• EXERCISE BRIEF: If a line below contains the word "reflection", count it; give only the total.

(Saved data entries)

• • • •

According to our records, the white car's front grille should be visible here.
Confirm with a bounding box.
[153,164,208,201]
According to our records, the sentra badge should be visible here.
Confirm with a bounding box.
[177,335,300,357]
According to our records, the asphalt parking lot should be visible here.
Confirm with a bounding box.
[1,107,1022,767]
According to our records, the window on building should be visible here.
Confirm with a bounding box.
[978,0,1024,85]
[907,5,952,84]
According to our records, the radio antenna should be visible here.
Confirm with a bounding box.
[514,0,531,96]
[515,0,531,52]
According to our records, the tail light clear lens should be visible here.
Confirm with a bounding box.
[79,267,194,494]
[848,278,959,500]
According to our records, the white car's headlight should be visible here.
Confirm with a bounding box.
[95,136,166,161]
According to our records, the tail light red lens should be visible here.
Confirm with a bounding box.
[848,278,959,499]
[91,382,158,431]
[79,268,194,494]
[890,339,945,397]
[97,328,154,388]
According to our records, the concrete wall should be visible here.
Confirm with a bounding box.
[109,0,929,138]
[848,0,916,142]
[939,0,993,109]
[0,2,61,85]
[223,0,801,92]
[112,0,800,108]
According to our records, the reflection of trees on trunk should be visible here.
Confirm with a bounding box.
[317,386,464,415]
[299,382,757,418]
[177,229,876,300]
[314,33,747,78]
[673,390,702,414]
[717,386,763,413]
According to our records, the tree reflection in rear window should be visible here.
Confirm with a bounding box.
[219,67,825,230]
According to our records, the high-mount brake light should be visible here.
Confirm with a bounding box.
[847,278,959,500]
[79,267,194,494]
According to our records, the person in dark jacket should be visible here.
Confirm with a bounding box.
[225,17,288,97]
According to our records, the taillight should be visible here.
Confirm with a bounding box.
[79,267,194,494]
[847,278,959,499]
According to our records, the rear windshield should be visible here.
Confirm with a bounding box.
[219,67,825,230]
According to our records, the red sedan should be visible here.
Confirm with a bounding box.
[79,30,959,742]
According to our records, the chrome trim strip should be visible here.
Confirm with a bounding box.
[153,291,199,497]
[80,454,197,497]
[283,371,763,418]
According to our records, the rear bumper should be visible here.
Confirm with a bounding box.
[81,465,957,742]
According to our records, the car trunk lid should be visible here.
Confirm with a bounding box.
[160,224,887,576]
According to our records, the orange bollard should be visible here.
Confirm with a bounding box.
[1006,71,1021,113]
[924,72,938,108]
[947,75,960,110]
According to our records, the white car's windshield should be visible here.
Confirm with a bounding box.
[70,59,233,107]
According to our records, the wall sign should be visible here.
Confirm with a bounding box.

• • • •

• ANSWER: 2